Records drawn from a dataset
::::::::
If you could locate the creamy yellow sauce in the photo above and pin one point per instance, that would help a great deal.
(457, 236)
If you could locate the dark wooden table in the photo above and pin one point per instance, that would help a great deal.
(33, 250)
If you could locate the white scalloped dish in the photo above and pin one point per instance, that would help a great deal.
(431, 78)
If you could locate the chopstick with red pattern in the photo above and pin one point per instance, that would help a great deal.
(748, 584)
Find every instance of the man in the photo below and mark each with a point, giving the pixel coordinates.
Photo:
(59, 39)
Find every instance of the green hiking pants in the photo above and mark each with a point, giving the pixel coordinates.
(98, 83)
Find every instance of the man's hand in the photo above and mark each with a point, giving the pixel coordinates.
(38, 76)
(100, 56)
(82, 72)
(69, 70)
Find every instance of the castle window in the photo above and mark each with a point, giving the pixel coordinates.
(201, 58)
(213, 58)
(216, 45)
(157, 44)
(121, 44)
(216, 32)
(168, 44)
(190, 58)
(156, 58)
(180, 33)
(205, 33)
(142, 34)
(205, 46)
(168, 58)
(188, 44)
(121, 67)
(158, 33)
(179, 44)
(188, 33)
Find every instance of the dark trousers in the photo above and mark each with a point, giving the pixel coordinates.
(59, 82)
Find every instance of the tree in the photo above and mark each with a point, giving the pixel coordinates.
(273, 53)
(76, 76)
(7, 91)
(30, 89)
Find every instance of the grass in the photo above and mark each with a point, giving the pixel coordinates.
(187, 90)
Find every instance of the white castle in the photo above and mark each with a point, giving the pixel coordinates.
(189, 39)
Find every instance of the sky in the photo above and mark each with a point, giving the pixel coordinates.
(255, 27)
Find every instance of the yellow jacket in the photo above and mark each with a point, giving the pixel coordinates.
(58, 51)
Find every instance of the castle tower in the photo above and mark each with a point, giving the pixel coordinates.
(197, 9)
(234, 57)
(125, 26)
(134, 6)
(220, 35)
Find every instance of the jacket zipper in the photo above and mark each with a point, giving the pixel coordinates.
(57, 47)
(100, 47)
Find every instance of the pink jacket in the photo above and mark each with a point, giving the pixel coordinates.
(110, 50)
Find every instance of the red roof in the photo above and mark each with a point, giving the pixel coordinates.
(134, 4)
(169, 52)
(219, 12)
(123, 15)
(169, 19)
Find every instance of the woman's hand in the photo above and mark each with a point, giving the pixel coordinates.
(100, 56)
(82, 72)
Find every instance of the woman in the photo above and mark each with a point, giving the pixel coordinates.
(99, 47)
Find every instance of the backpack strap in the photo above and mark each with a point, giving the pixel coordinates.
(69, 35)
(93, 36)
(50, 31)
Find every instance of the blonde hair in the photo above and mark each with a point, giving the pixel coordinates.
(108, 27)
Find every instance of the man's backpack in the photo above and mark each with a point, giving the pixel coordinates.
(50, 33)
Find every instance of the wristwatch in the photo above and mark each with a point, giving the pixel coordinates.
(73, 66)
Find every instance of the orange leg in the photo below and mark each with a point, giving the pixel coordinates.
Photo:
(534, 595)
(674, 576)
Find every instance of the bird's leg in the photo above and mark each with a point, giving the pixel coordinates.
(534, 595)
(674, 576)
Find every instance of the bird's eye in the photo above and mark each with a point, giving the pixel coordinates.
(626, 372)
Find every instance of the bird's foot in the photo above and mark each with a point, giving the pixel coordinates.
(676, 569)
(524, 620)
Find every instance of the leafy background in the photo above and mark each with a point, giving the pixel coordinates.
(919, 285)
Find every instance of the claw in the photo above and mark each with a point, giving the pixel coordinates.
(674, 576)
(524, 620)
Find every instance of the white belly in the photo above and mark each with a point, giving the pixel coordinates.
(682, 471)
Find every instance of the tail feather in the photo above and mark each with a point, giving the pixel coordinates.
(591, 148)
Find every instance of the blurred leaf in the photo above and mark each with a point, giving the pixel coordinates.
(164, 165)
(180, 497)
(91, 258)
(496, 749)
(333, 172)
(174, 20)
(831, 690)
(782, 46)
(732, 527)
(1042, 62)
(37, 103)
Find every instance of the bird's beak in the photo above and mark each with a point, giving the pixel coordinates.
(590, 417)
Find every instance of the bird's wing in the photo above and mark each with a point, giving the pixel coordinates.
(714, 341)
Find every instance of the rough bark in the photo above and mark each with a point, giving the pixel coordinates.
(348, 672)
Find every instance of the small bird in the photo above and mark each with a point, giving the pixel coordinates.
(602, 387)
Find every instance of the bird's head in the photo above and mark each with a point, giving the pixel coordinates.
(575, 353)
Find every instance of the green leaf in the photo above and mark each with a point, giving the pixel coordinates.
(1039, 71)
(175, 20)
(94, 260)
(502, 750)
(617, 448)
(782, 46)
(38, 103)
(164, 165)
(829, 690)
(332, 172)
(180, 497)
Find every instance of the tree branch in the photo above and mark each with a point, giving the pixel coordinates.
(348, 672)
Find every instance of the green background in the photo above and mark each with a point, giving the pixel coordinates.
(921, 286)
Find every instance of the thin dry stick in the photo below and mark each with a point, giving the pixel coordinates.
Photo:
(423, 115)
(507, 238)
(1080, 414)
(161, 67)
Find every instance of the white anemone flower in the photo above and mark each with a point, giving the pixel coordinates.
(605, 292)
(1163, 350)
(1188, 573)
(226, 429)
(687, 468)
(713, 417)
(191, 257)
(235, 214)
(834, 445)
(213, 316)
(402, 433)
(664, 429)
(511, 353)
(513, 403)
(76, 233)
::::::::
What is required
Give back every line of the data exactly as it was written.

Completed exercise
If you could locate the creamy yellow sauce in the photo above and pin one point per instance, that would help a great deal.
(457, 236)
If you could locate the dark wooden table in the photo above and pin one point per instance, that would help a great deal.
(33, 250)
If you could locate the white scalloped dish in the photo above and pin one point per instance, that would help a great deal.
(431, 78)
If you could locate the chopstick with red pattern in the photo above and pin one point per instance, that would help a great deal.
(748, 584)
Find every instance of the man in the photo below and mark each with a point, giving the pixel coordinates.
Photo:
(59, 39)
Find every instance of the green hiking pants in the photo above and mark each with a point, giving the pixel coordinates.
(98, 83)
Find every instance of the man's hand in the photo above and mark each with a point, giving the pixel coordinates.
(38, 76)
(100, 56)
(82, 72)
(69, 70)
Find every instance of the castle window in the photo above and mark each with a point, giving the pixel coordinates.
(201, 58)
(213, 58)
(216, 45)
(157, 44)
(121, 44)
(216, 32)
(168, 44)
(190, 58)
(156, 58)
(180, 33)
(205, 33)
(142, 34)
(205, 46)
(168, 58)
(188, 44)
(121, 67)
(158, 33)
(179, 44)
(188, 33)
Find every instance of the dark trousers in the photo above and mark each with a point, giving the pixel coordinates.
(59, 82)
Find every instance of the tree in the photo above and mark each with a point, giving the pixel coordinates.
(273, 53)
(76, 76)
(7, 91)
(30, 89)
Find every instance of the grass in the photo above and mark each with a point, giving the pixel coordinates.
(187, 90)
Find every instance of the white castle in the photo above and mark each with a point, giving the pixel coordinates.
(189, 39)
Find every instance of the sky in the photo above and mark each with a point, giving the pixel coordinates.
(255, 27)
Find every instance of the yellow jacket in the photo above and mark each with a point, giving the pixel coordinates.
(58, 51)
Find every instance of the castle tower in the photo above and mark each with a point, giving the pixel coordinates.
(197, 9)
(234, 57)
(125, 26)
(134, 6)
(220, 35)
Find every instance of the jacket zipper in the photo above and mark each with a point, giving the pixel coordinates.
(57, 47)
(100, 47)
Find every instance of the pink jacket in the photo above and mark each with a point, giving the pixel coordinates.
(110, 50)
Find every instance of the red roof in the photo above and mark each with a point, giving the pixel coordinates.
(134, 4)
(169, 52)
(219, 12)
(123, 15)
(169, 19)
Find every instance of the woman's hand in the photo above and mark each with a point, giving the pixel coordinates.
(100, 56)
(82, 72)
Find every instance of the woman in the photo above and mark each with a point, giving the pixel coordinates.
(99, 47)
Find every instance of the backpack strap in the photo above and mark each with a point, giving the pixel coordinates.
(69, 35)
(93, 36)
(50, 31)
Find every instance of the blonde hair in the photo above and mark each with a point, giving the pixel coordinates.
(108, 27)
Find every instance of the man's backpack in the photo above and mark each with a point, giving the pixel coordinates.
(50, 33)
Find every instance of the wristwatch in the photo above and mark each with a point, giving the pixel coordinates.
(73, 66)
Find every instance of the orange leg in the photo below and mark each with a point, giving the pixel coordinates.
Photo:
(534, 595)
(674, 576)
Find every instance of the bird's leg in the photo above and mark each with a point, giving the pixel coordinates.
(534, 595)
(674, 576)
Find every instance of the bird's eye in the photo above and mark each with a point, giving the pixel coordinates.
(626, 372)
Find every instance of the bird's foot in the photo above and mark each with a point, giving the pixel coordinates.
(676, 569)
(524, 620)
Find every instance of the leafy background in the photo above and mark each with a point, giving the pixel coordinates.
(919, 285)
Find every instance of the claw in the photo above and mark each with a point, giving the pixel coordinates.
(674, 576)
(524, 620)
Find every instance of the white belly in the photo above and mark each with a point, giving the pixel coordinates.
(682, 471)
Find every instance of the tail feather in the photo above and mark each with a point, giving the pixel coordinates.
(591, 148)
Find every instance of the blurred leaf in the photo above and mark each with a point, giving the pixel coordinates.
(164, 165)
(180, 497)
(91, 258)
(496, 749)
(333, 172)
(174, 20)
(831, 690)
(782, 46)
(732, 527)
(1042, 62)
(37, 103)
Find every instance of the bird's beak in the photo above and mark each with a point, giving the pixel coordinates.
(590, 417)
Find every instance of the bird's wing in the photo above and mark each with a point, giving the pixel coordinates.
(714, 341)
Find every instance of the rough bark in the photo above and mark each with a point, giving the pixel coordinates.
(348, 672)
Find every instance of the small bird in the photo above and mark each with a point, giving the pixel coordinates.
(602, 387)
Find every instance of the bird's head in the photo above and mark each with a point, giving the pixel coordinates.
(575, 353)
Find every instance of the green leaf in the photo above and mark each with a point, giving the pixel coordinates.
(1039, 71)
(175, 20)
(94, 260)
(502, 750)
(617, 448)
(782, 46)
(38, 103)
(164, 165)
(829, 690)
(332, 172)
(180, 497)
Find every instance of the tree branch in the photo above and mark each with a point, giving the pixel coordinates.
(348, 672)
Find every instance of the green background in the photo above and mark each with a point, giving the pixel coordinates.
(921, 286)
Find every instance of the thin dry stick in the photo below and mark each with a point, giving the pixel coordinates.
Photo:
(423, 115)
(507, 238)
(1080, 414)
(161, 67)
Find every instance of the white anemone flower in the photo above and mark each with a point, giving the pixel coordinates.
(605, 292)
(1163, 350)
(1188, 573)
(226, 429)
(687, 468)
(713, 417)
(191, 257)
(235, 214)
(834, 445)
(213, 316)
(402, 433)
(664, 429)
(511, 353)
(513, 403)
(76, 233)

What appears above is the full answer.